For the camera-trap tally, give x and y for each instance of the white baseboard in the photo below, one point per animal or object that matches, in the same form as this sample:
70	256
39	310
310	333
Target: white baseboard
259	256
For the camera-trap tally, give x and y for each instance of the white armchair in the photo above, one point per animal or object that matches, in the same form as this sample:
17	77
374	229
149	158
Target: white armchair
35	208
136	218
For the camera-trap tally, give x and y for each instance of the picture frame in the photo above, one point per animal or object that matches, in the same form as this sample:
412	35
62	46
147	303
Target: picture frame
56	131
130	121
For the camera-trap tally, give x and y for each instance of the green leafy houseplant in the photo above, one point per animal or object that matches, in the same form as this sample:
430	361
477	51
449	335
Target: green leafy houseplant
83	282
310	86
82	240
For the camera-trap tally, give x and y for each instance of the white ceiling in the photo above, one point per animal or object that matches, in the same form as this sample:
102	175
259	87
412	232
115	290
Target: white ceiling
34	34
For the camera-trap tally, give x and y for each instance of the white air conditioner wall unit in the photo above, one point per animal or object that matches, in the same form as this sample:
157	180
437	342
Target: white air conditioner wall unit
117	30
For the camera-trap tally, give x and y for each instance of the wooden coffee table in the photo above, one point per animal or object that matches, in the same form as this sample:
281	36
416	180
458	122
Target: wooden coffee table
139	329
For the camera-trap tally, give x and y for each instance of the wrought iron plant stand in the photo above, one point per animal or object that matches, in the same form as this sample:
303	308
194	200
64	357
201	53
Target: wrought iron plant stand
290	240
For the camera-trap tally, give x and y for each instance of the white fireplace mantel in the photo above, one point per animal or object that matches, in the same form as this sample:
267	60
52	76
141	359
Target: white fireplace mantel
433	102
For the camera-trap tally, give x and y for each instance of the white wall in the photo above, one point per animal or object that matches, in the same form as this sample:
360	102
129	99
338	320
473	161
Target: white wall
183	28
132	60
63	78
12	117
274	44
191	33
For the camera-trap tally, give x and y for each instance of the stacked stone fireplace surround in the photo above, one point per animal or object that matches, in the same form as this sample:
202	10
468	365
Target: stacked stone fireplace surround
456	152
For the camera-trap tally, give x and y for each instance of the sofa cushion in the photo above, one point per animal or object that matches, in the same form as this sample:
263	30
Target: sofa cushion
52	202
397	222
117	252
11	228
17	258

| To be done |
Beginning with the line that contains "of the stacked", quote each line exactly through the last line of the entries above, and nothing beyond them.

| Finished exercise |
For the camera-trap tally, give x and y for each instance of the stacked stone fireplace surround in the photo above, one point per animal or object that matches, in the same form as this sample:
202	10
468	365
Target: stacked stone fireplace surround
456	152
For the camera-trap tally, give x and y for each instance of the sofa cushion in the photo above, one point per animal or object that matches, in the same form as this sample:
263	30
Target: sofa cushion
52	202
397	222
117	252
11	228
17	258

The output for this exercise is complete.